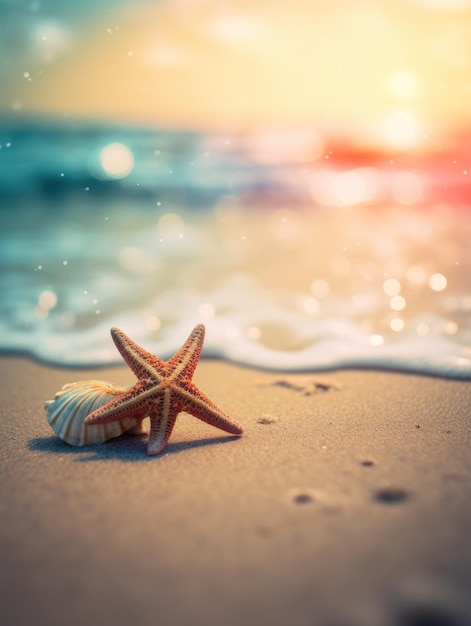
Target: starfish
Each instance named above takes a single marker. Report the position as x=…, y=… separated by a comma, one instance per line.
x=162, y=391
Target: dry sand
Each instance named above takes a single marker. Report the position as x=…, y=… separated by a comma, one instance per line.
x=345, y=502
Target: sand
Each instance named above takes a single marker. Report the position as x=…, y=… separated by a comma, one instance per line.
x=345, y=502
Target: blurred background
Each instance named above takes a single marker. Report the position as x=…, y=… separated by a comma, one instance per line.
x=141, y=138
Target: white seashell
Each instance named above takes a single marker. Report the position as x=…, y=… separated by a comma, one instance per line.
x=71, y=405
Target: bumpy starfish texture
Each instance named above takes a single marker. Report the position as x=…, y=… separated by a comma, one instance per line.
x=162, y=391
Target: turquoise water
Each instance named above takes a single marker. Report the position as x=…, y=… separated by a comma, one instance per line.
x=380, y=280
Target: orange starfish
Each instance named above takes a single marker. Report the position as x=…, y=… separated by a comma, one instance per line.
x=163, y=390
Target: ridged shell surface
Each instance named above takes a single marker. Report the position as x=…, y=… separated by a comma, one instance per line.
x=71, y=405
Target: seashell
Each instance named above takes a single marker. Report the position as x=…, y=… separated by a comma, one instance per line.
x=71, y=405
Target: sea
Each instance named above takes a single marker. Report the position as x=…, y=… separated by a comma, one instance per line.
x=300, y=250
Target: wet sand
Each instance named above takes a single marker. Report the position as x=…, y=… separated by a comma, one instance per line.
x=345, y=502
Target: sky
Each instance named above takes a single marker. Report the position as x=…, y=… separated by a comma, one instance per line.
x=400, y=64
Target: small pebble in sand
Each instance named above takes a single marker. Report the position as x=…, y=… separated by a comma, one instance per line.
x=390, y=495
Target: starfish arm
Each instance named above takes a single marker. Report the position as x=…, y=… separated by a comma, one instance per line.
x=184, y=362
x=139, y=360
x=125, y=405
x=198, y=404
x=162, y=420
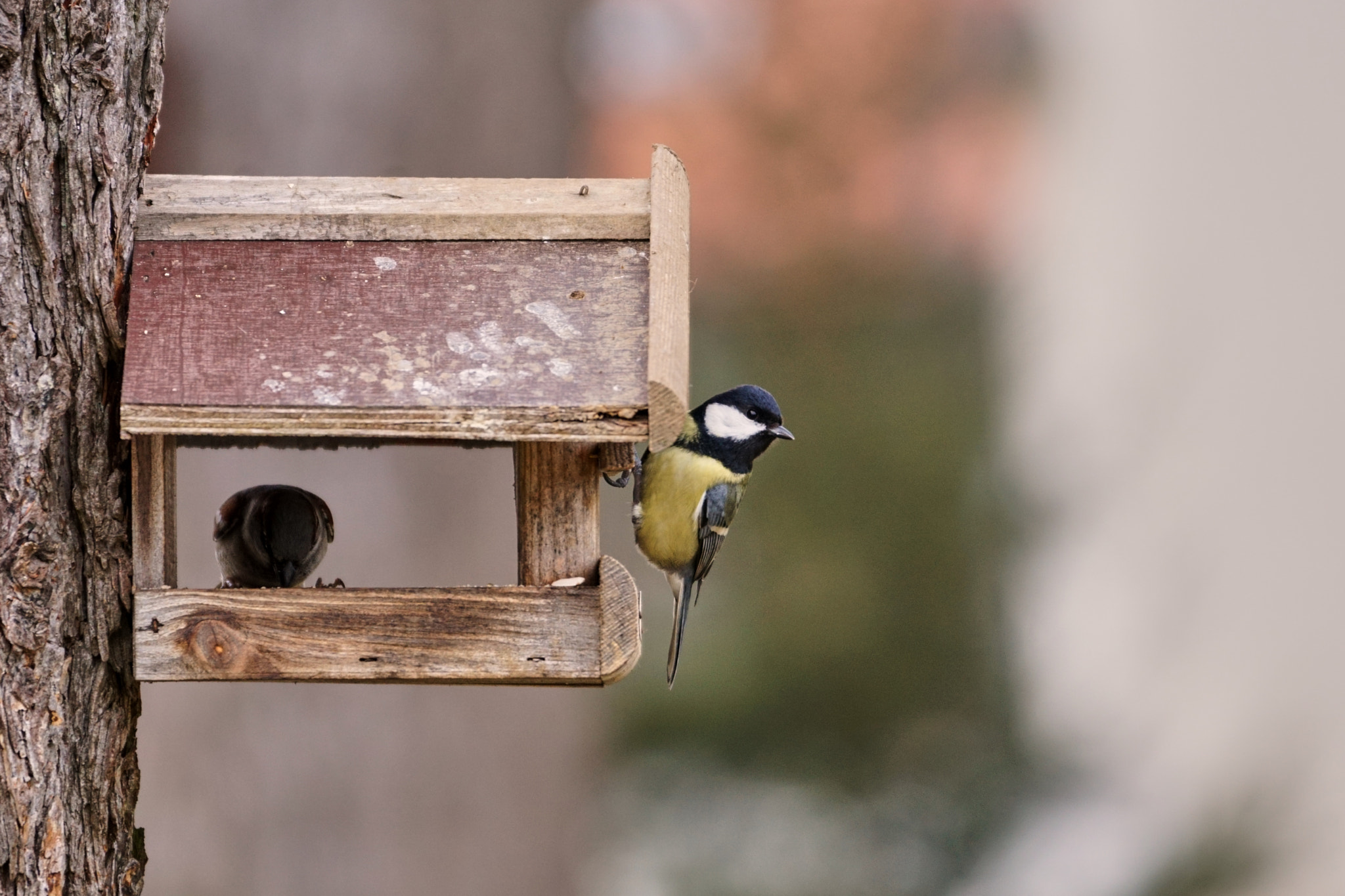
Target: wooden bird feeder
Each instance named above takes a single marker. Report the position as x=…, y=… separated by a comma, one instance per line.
x=550, y=314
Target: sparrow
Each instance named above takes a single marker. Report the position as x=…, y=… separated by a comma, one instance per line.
x=271, y=536
x=686, y=495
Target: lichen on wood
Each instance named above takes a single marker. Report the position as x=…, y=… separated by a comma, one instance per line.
x=82, y=86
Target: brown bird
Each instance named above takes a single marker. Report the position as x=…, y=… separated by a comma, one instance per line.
x=271, y=536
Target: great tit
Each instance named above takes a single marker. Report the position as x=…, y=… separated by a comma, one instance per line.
x=688, y=494
x=271, y=536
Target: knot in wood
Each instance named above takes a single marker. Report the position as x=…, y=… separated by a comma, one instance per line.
x=217, y=645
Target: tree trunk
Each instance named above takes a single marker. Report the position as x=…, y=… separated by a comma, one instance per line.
x=82, y=85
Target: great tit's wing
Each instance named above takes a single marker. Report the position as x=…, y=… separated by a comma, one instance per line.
x=717, y=509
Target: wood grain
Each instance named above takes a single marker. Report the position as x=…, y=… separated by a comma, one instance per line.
x=491, y=423
x=154, y=500
x=613, y=457
x=670, y=299
x=295, y=324
x=391, y=209
x=584, y=636
x=556, y=495
x=621, y=621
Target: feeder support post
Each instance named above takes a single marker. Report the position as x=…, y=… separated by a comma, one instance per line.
x=556, y=492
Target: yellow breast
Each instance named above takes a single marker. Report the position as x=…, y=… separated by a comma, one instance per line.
x=674, y=480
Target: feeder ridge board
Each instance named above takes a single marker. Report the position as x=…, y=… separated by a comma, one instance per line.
x=550, y=314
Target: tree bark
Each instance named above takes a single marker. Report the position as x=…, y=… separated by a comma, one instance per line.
x=82, y=82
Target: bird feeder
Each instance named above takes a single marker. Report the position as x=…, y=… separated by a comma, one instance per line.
x=550, y=314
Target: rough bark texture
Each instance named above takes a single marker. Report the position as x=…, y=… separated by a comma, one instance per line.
x=81, y=95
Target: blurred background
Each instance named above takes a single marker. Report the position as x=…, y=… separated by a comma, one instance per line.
x=1047, y=598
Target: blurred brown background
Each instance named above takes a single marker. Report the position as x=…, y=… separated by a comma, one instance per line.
x=1044, y=601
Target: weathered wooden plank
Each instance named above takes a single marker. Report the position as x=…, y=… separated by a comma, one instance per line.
x=621, y=621
x=613, y=457
x=458, y=636
x=556, y=495
x=410, y=324
x=670, y=297
x=154, y=526
x=486, y=423
x=390, y=209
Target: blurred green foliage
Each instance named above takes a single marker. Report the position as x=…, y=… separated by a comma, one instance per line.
x=850, y=629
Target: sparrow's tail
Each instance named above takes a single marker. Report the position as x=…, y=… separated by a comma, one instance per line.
x=682, y=603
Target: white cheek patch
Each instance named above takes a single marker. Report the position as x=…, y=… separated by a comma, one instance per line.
x=726, y=422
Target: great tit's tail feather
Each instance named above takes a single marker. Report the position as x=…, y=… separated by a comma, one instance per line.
x=682, y=603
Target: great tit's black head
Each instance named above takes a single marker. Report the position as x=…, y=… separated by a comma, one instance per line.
x=741, y=422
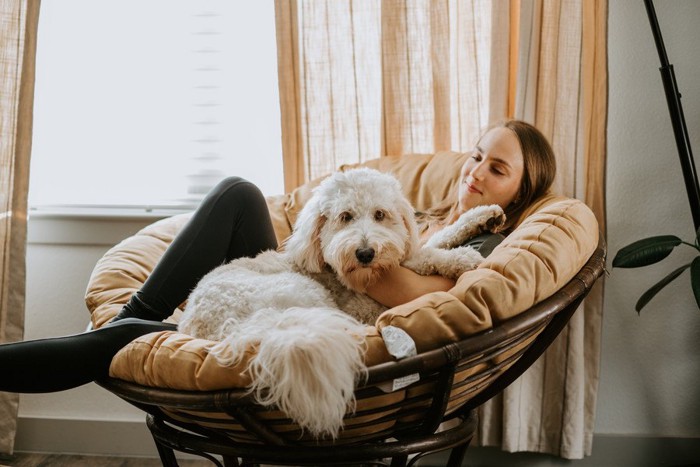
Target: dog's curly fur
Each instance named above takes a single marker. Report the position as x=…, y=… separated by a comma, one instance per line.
x=303, y=309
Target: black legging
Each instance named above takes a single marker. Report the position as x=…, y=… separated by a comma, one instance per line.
x=232, y=222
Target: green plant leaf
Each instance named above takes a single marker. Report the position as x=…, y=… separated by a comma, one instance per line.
x=649, y=294
x=695, y=279
x=646, y=251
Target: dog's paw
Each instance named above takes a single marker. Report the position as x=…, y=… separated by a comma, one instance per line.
x=489, y=218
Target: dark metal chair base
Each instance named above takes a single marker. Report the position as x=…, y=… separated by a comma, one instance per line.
x=170, y=438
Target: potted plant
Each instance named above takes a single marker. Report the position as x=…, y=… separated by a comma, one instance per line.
x=654, y=249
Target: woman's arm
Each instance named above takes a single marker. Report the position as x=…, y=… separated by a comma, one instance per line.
x=400, y=285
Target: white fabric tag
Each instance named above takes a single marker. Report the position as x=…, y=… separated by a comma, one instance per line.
x=400, y=345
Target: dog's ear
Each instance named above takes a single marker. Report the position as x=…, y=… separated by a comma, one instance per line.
x=304, y=245
x=408, y=216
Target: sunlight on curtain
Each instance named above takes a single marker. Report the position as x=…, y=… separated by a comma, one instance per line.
x=18, y=23
x=362, y=79
x=561, y=86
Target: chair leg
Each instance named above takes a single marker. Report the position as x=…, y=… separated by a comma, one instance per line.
x=167, y=455
x=457, y=454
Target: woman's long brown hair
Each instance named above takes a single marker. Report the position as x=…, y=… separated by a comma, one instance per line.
x=539, y=169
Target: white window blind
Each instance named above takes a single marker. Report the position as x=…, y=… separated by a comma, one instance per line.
x=151, y=102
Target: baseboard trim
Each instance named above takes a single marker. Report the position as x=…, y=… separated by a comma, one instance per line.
x=608, y=451
x=132, y=439
x=91, y=437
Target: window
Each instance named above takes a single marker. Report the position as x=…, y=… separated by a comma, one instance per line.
x=142, y=103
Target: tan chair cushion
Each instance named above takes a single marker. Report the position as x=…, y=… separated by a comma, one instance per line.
x=552, y=241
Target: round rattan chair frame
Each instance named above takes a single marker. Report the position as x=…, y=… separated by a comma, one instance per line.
x=491, y=360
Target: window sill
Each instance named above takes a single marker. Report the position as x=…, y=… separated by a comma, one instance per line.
x=92, y=225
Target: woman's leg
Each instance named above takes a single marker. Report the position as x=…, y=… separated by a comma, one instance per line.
x=232, y=222
x=59, y=363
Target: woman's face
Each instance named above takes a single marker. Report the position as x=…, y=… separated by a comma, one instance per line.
x=493, y=172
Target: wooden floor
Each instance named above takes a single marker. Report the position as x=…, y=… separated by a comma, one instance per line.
x=56, y=460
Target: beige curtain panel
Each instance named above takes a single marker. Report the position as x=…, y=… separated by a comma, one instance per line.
x=363, y=78
x=18, y=28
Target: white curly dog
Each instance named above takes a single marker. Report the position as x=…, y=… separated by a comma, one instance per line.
x=303, y=309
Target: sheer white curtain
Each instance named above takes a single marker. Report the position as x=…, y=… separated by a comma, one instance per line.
x=18, y=25
x=360, y=79
x=561, y=86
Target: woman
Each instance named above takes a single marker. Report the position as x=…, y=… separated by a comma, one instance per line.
x=512, y=165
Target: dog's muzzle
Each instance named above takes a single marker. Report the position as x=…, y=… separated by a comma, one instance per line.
x=364, y=255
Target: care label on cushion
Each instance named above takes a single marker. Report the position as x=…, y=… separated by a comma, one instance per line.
x=400, y=345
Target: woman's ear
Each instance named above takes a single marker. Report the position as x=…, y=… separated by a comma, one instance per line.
x=304, y=245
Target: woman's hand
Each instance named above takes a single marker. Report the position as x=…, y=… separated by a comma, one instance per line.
x=401, y=285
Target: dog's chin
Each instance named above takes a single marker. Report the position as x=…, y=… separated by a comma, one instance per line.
x=358, y=278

- **What this task involves**: Output only the lines running from the top of the data above to the line with "Target: seashell", inclusive, word for word and without pictures.

- **Task response**:
Target: starfish
Each instance named above takes a single marker. Report the position as x=…, y=… separated by a comma, one instance per line.
x=162, y=391
Target: dry sand
Each instance named above takes a single marker. Report the position as x=…, y=… separated by a comma, one instance per line.
x=345, y=502
Target: sand
Each instance named above takes a single marker. Report the position as x=…, y=… separated by a comma, one instance per line.
x=345, y=502
Target: blurred background
Each instance named above takes a single marker. Report the position as x=…, y=… separated by a comma, one instance per line.
x=141, y=138
Target: white seashell
Each instance named above takes a single marker. Report the position as x=…, y=… separated by a comma, one instance per line.
x=71, y=405
Target: bumpy starfish texture
Each instance named above takes a single marker. Report the position as x=…, y=… separated by a comma, one instance per line.
x=162, y=391
Target: turquoise water
Each instance named above takes a single marker. Report the position as x=…, y=… separated by a comma, one instance per line.
x=380, y=280
Target: orange starfish
Each instance named above takes a single marker. Report the position as x=…, y=… separated by a comma, one instance per line.
x=163, y=390
Target: ridged shell surface
Each instance named above takes a single marker. Report the position as x=…, y=… separated by a comma, one instance per line.
x=71, y=405
Target: seashell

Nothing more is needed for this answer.